*Challenge*.
Turn the lines of the listing into a numbered list, leaving out any blank lines. Begin at the line that has "Target: khaki football pants" and stop after the last line of the listing.

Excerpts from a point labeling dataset
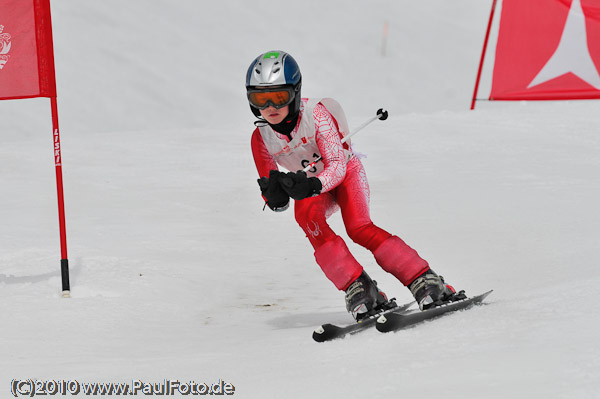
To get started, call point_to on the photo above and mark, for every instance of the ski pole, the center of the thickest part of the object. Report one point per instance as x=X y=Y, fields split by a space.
x=381 y=114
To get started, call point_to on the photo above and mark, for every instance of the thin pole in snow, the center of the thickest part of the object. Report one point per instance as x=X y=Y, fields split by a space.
x=487 y=36
x=64 y=260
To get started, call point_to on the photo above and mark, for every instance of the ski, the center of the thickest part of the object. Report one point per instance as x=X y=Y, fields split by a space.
x=328 y=332
x=395 y=321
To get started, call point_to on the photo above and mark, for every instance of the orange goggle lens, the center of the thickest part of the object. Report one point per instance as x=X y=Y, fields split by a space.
x=262 y=99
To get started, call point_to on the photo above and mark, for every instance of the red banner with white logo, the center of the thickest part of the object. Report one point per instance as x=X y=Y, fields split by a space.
x=548 y=50
x=26 y=52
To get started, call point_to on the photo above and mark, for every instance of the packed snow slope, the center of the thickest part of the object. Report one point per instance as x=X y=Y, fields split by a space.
x=176 y=271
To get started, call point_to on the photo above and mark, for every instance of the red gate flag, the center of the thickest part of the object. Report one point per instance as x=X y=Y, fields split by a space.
x=27 y=70
x=547 y=50
x=26 y=53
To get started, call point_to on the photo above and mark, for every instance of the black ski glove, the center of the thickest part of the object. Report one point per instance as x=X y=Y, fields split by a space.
x=299 y=186
x=277 y=199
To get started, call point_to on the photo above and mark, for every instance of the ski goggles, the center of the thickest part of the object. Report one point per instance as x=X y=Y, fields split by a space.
x=277 y=97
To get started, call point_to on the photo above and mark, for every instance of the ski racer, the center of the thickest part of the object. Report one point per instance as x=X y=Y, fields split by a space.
x=293 y=131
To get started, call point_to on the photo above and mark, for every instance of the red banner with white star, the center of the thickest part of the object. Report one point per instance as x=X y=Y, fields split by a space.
x=547 y=50
x=26 y=51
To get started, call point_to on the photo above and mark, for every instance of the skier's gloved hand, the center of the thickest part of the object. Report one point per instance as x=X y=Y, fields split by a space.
x=276 y=198
x=299 y=186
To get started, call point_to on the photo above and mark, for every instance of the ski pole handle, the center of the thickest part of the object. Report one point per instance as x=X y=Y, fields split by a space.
x=381 y=114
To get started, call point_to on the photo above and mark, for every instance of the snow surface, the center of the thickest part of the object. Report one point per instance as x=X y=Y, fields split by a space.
x=176 y=271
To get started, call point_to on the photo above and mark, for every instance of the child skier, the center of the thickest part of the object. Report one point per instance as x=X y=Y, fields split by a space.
x=292 y=132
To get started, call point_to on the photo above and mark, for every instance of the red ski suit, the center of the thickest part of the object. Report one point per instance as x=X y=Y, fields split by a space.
x=345 y=186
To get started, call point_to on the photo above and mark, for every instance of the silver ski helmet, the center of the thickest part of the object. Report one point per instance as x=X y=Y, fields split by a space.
x=270 y=71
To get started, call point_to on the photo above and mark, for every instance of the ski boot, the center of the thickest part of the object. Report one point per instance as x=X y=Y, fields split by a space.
x=364 y=299
x=430 y=291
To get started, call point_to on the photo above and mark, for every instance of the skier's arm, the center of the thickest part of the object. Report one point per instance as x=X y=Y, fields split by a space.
x=331 y=149
x=263 y=159
x=272 y=192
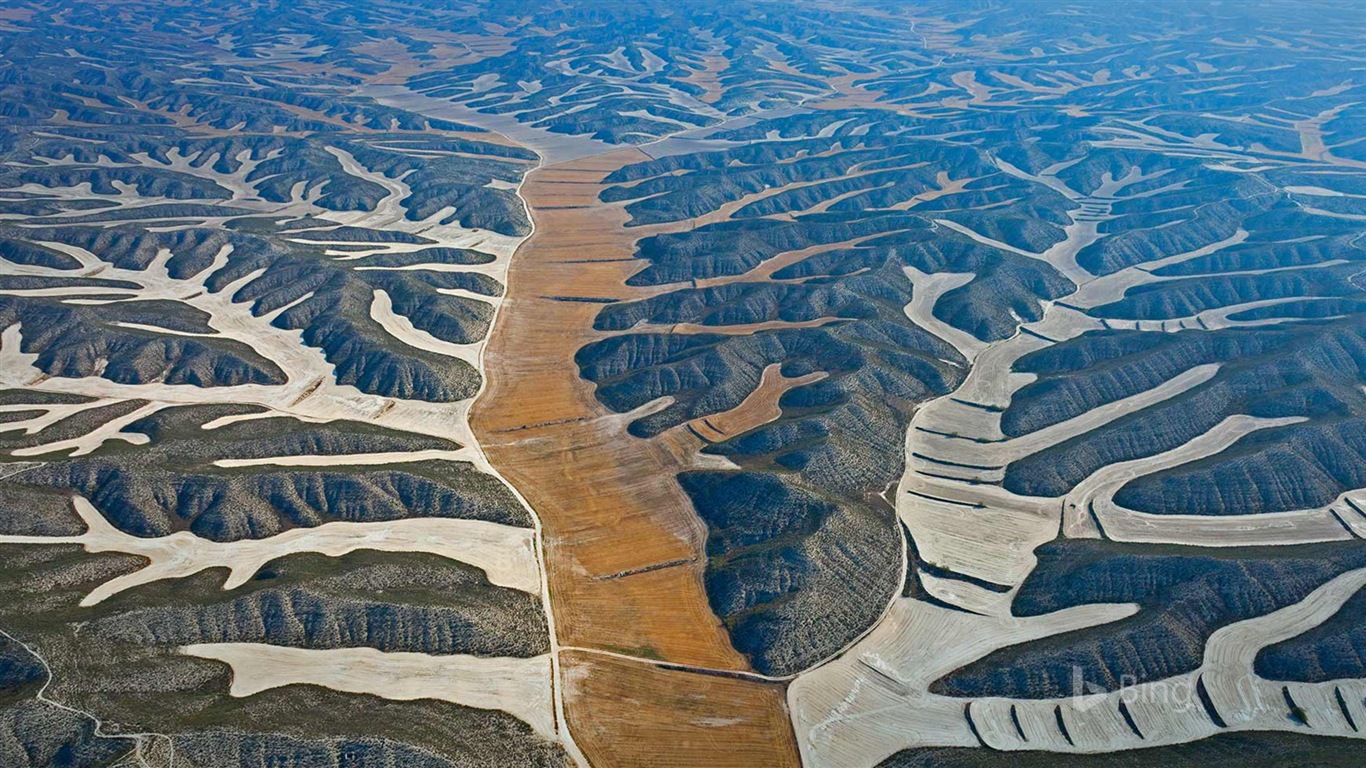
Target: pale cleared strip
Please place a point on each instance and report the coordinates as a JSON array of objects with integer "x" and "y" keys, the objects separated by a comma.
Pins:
[
  {"x": 504, "y": 552},
  {"x": 517, "y": 686}
]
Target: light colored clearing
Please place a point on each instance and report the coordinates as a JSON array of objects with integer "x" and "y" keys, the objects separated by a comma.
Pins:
[
  {"x": 760, "y": 407},
  {"x": 1169, "y": 711},
  {"x": 517, "y": 686},
  {"x": 402, "y": 328},
  {"x": 1097, "y": 494},
  {"x": 351, "y": 459},
  {"x": 928, "y": 289},
  {"x": 504, "y": 552},
  {"x": 874, "y": 700}
]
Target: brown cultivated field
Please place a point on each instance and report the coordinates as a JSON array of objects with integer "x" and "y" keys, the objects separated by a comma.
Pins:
[
  {"x": 626, "y": 714},
  {"x": 624, "y": 551}
]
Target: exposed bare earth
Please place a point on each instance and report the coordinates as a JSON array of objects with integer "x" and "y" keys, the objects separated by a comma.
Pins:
[{"x": 623, "y": 547}]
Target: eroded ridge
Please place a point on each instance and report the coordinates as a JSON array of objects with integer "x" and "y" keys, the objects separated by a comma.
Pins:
[{"x": 653, "y": 384}]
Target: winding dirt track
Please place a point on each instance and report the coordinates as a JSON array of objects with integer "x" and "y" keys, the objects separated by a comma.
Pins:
[{"x": 624, "y": 551}]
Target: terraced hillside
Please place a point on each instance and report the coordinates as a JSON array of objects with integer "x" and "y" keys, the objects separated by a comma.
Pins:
[{"x": 835, "y": 384}]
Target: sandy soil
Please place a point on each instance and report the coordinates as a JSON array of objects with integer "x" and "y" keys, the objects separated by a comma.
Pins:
[
  {"x": 506, "y": 554},
  {"x": 517, "y": 686}
]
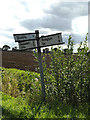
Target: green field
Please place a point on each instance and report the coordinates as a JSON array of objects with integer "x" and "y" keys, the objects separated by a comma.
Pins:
[{"x": 18, "y": 101}]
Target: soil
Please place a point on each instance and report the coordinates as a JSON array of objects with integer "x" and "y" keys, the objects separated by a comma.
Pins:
[{"x": 20, "y": 60}]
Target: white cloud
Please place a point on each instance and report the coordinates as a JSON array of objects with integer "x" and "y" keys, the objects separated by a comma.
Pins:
[{"x": 49, "y": 16}]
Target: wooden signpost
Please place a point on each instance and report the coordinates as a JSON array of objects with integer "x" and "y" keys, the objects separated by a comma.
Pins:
[{"x": 32, "y": 41}]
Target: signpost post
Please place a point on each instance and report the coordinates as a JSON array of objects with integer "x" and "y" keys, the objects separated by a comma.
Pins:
[
  {"x": 40, "y": 65},
  {"x": 32, "y": 41}
]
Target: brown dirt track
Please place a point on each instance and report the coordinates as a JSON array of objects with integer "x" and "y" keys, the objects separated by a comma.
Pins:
[{"x": 19, "y": 60}]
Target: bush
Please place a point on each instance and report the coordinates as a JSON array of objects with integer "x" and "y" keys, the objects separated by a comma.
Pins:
[
  {"x": 21, "y": 83},
  {"x": 67, "y": 77}
]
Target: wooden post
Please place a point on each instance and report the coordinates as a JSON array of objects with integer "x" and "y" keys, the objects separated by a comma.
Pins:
[{"x": 40, "y": 66}]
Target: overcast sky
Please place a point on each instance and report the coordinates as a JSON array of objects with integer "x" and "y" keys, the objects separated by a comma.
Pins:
[{"x": 47, "y": 16}]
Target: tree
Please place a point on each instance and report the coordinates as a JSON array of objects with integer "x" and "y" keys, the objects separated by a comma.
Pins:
[{"x": 6, "y": 47}]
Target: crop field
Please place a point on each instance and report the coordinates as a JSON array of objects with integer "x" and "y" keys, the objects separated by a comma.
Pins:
[
  {"x": 67, "y": 86},
  {"x": 19, "y": 60},
  {"x": 21, "y": 99}
]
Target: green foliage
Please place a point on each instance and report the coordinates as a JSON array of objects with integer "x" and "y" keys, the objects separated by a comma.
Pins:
[
  {"x": 20, "y": 83},
  {"x": 67, "y": 77},
  {"x": 19, "y": 108}
]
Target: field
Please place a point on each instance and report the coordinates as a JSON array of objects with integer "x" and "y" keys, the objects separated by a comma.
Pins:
[
  {"x": 19, "y": 60},
  {"x": 67, "y": 85}
]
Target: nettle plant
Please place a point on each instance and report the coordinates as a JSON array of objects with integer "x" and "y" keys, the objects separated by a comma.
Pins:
[{"x": 67, "y": 76}]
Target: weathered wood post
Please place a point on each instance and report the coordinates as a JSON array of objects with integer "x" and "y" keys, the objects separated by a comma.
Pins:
[{"x": 40, "y": 66}]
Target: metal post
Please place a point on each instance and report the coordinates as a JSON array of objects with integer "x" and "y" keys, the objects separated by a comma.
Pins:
[{"x": 40, "y": 66}]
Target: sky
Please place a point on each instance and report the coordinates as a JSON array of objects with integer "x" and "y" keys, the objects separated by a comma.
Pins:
[{"x": 47, "y": 16}]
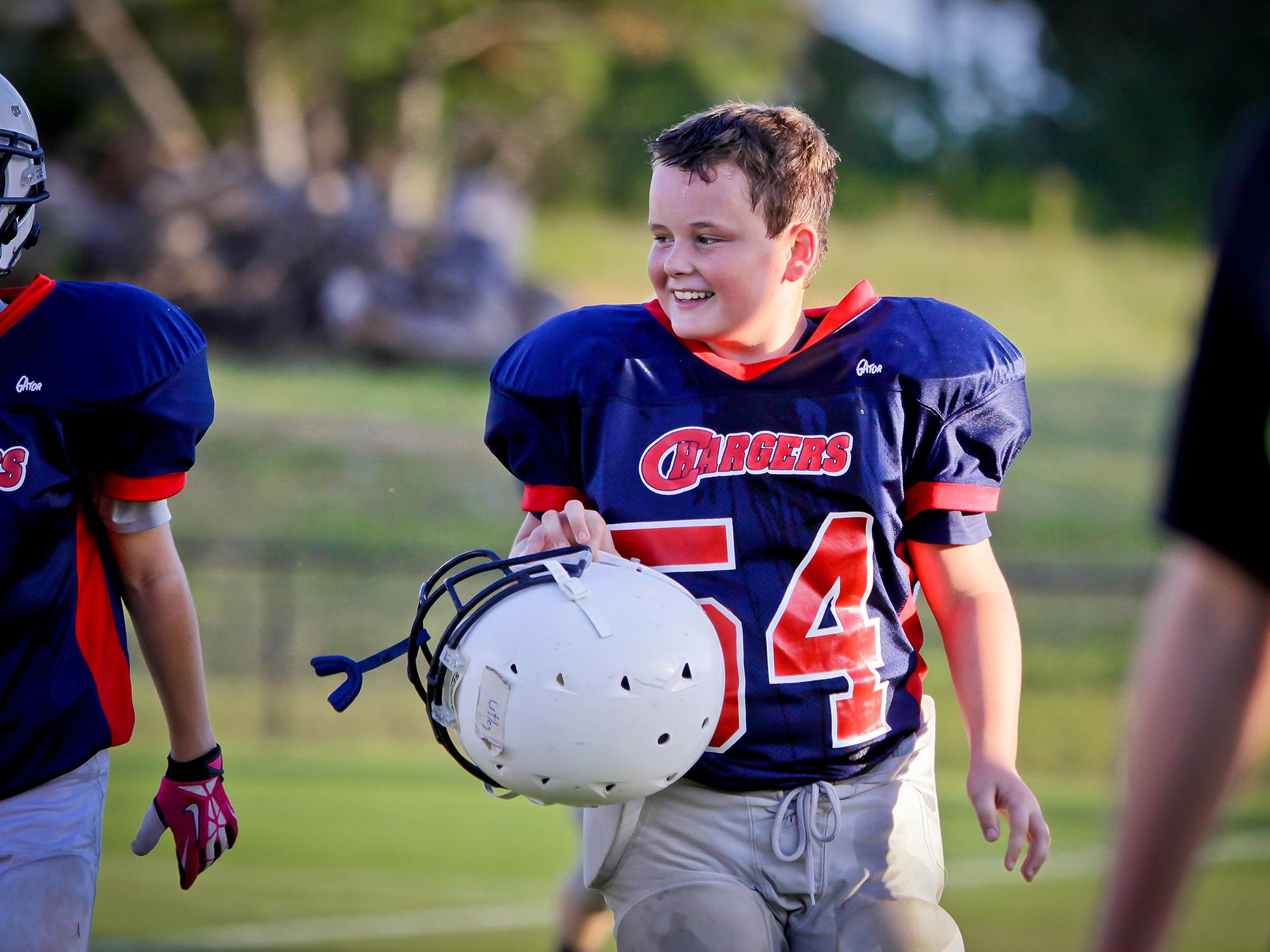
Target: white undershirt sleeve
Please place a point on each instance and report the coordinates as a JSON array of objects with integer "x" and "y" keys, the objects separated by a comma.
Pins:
[{"x": 124, "y": 517}]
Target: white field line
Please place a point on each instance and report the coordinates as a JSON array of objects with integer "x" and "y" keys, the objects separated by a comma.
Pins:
[{"x": 967, "y": 874}]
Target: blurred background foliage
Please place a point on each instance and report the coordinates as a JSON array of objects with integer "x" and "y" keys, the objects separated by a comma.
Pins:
[{"x": 986, "y": 103}]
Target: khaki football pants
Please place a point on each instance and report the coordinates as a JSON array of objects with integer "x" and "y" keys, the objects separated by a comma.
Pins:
[{"x": 694, "y": 870}]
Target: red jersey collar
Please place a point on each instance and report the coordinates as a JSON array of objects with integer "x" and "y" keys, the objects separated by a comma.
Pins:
[
  {"x": 859, "y": 300},
  {"x": 21, "y": 301}
]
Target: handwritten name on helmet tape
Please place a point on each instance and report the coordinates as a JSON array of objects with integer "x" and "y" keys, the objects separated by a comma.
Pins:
[{"x": 679, "y": 460}]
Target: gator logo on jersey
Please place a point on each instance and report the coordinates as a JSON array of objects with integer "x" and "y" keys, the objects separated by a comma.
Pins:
[
  {"x": 13, "y": 469},
  {"x": 678, "y": 461}
]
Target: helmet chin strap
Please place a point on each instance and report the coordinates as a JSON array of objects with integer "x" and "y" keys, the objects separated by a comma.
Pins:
[{"x": 580, "y": 595}]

*Right answer*.
1. Target: khaki football pants
2. Please place a point on each instance and report the coordinates as a JSON array of objects with integer "x" and "y" keys, the objects separated by a comma.
3. Pins:
4. [{"x": 694, "y": 870}]
5. Target: red jersey collar
6. Please place a point on each instance and report the coordinates as a JSON array of objects with integer "x" and "y" keys, the objects separated by a comma.
7. Pins:
8. [
9.   {"x": 859, "y": 300},
10.   {"x": 21, "y": 301}
11. ]
12. Target: handwritten name on helmet tape
13. Please place a point on each instance and report the coordinates as a JSON array of objects with integer "x" and "y" keys, the objects separated by a comma.
14. Pins:
15. [{"x": 679, "y": 460}]
16. Target: gator logo on jersey
17. Please place a point on each instance and report the coordinates as a JSON array of objects with integer "x" and "y" keys, the objects separated by a comma.
18. Pins:
19. [
20.   {"x": 13, "y": 469},
21.   {"x": 678, "y": 461}
22. ]
23. Target: helmet chin strap
24. Please place a point on each instance and report the coordinates as a JSON array of objects with integer "x" and "y" keys, the objects separated by a comma.
25. Pins:
26. [{"x": 580, "y": 595}]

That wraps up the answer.